Excerpts from a pointing dataset
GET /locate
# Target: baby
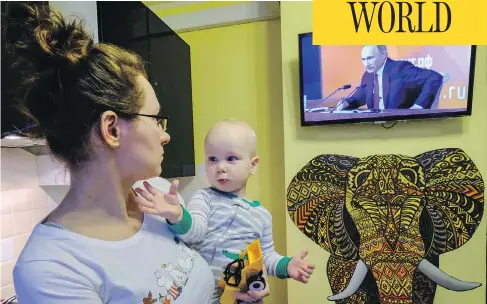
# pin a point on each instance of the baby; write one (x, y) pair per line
(220, 221)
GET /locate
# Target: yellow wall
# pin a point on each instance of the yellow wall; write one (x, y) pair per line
(236, 72)
(303, 143)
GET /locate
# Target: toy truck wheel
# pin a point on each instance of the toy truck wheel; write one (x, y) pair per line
(256, 282)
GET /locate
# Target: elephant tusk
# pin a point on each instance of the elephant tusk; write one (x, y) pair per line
(443, 279)
(357, 277)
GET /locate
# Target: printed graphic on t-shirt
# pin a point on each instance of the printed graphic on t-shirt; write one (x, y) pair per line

- _WHAT IS REQUIRED_: Return the full listing above line for line without any changes, but omit the pictures.

- _ANSWER TO THE PROBLEM_:
GET /locate
# Target: baby
# pin a point on each instance of the baby; write one (x, y) pair per line
(220, 221)
GET /locate
# Target: yellow wall
# pin a point on each instance of the yellow wall; write one (x, y) pair per line
(236, 72)
(303, 143)
GET /locate
# Target: toy truck wheel
# pin a point on each instance of the toy truck wheel; write one (x, y) pair per line
(256, 282)
GET /locate
# Target: elephant tusk
# pin a point on each instance of the elephant tusk; write one (x, y) pair per line
(443, 279)
(357, 277)
GET /locate
# Target: printed graphic on t-shirt
# pin a point on each instance of the printed graphic on t-shirt; write one (x, y) pair per line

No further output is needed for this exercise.